#### Fragmento

Secretitos del marketing brutal
“Me aburro tanto en el trabajo que me apunto a concursos. ¡Y encima me toca!”, comenta una chica. Estamos en los jardines Joan Brossa. La avenida Miramar de Montjuïc está desierta, pero un centenar de personas hace cola para entrar al restaurante L’Esfèric. Hoy no sirven cenas, pero a todos les han tocado dos entradas para el concierto de un grupo madrileño en alza. El concurso es parte de la campaña de una marca de ron omnipresente desde hace unas semanas.
Un azafato informa al público de que se va a sortear una botella de ron firmada por el grupo entre todos los asistentes que posteen algo en tuiter o instagram con el hashtag de la campaña. Hay una segunda advertencia: quien no lo haya hecho ya, tiene que firmar un documento autorizando a que se les filme para el vídeo del concierto. Dicho esto, tres tickets de consumición gratis y pa’dentro.
La campaña de marketing gira alrededor del concepto ‘envejecer bien’. El brebaje a colocar es un ron con hasta ocho años de maduración. La agencia Influencity ha contactado con periodistas y revistas de prestigio extraviejo para que ayuden a promocionar la marca. Cobrando, sí. Por lanzar dos tuits comentando de forma ingeniosa que “madurar es genial”, informar del sorteo de entradas y anunciar el ganador, pagan cien euros. Cien euros por dos tuits, como lo leen.

########
#### Datos almacenados

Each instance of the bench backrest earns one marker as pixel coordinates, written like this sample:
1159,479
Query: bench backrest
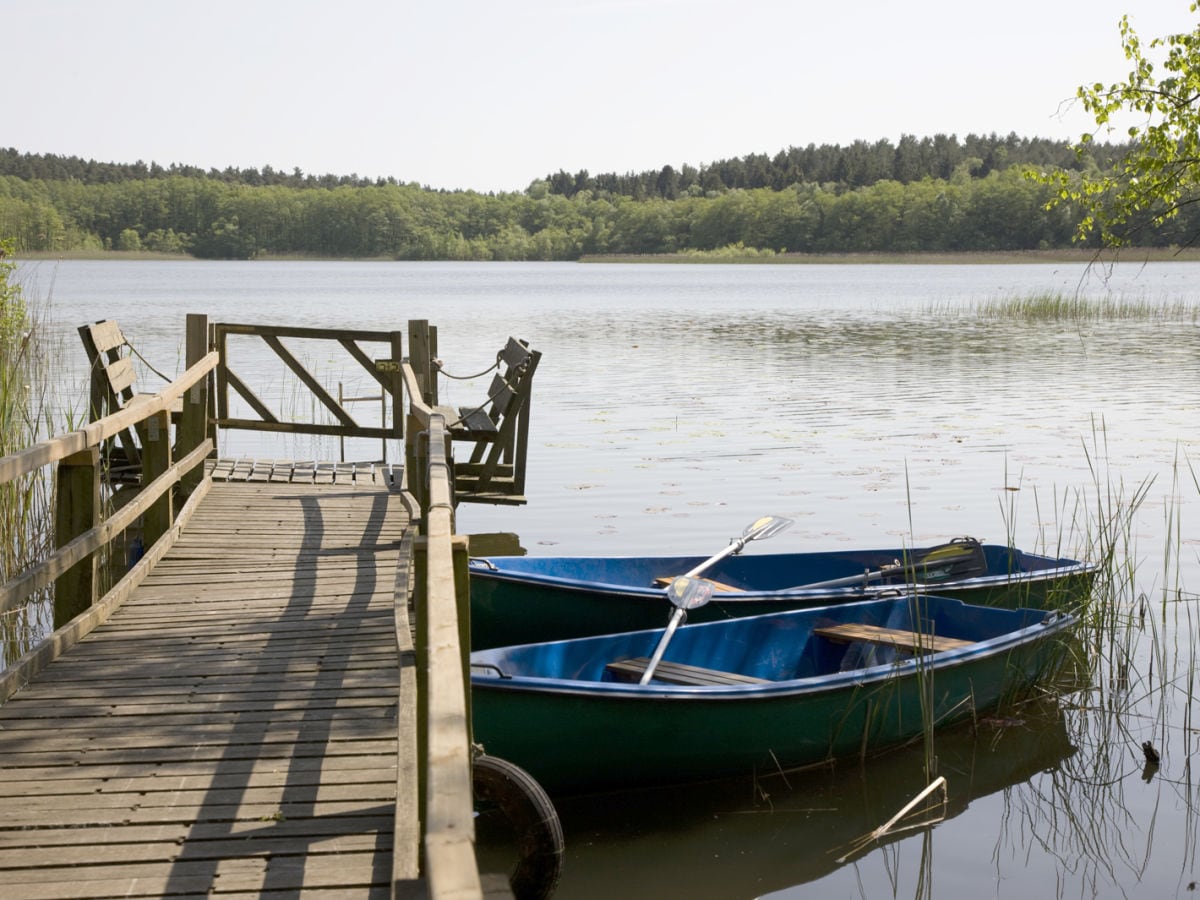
112,377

########

## Ejercicios
a) Cita literalmente el texto sobre la campaña de ron desde "Secretitos del marketing" hasta "gratis y pa’dentro.", ambos incluidos.
b) Prolonga el texto sobre la campaña de ron a partir del punto en que termina.

## Respuestas a continuación
a)
Secretitos del marketing brutal
“Me aburro tanto en el trabajo que me apunto a concursos. ¡Y encima me toca!”, comenta una chica. Estamos en los jardines Joan Brossa. La avenida Miramar de Montjuïc está desierta, pero un centenar de personas hace cola para entrar al restaurante L’Esfèric. Hoy no sirven cenas, pero a todos les han tocado dos entradas para el concierto de un grupo madrileño en alza. El concurso es parte de la campaña de una marca de ron omnipresente desde hace unas semanas.
Un azafato informa al público de que se va a sortear una botella de ron firmada por el grupo entre todos los asistentes que posteen algo en tuiter o instagram con el hashtag de la campaña. Hay una segunda advertencia: quien no lo haya hecho ya, tiene que firmar un documento autorizando a que se les filme para el vídeo del concierto. Dicho esto, tres tickets de consumición gratis y pa’dentro.

b)
Buscando el efecto ”wow’
A nadie se le ocurriría montar un concierto exclusivo en una sala de conciertos. Eso es de primero de marketing. Este edificio circular y diáfano de dos plantas fue el Pabellón de Ciencias de la Exposición Universal de 1929 y ahora acoge bodas y eventos corporativos para provocar en los invitados ‘el efecto wow’; o eso prometen sus gestores a través de la web del restaurante. Además, al ser un espacio destinado a pesebres de todo tipo, el cliente puede colocar su marca en la puerta, en las barras, en distintos paneles, en las chaquetas de las azafatas… Y en la taza del váter, si encaja en la estrategia.
Lo que no se ve por ningún lado son carteles con el nombre del grupo. Da igual, el público sabe quiénes son y que no vienen al completo sino en formato de dúo. Preside el escenario un cartel de la marca de ron. A la izquierda hay un expositor con el lema ‘hasta 8 años extra’ y trece botellas de ron. A la derecha, un panel con un retrato gigantesco del grupo protagonista tras una botella de ron aún más grande. Y junto al altavoz, una caja con seis botellas más. Ah, también hay un teclado y una guitarra. Total: veinte botellas de ron y dos instrumentos.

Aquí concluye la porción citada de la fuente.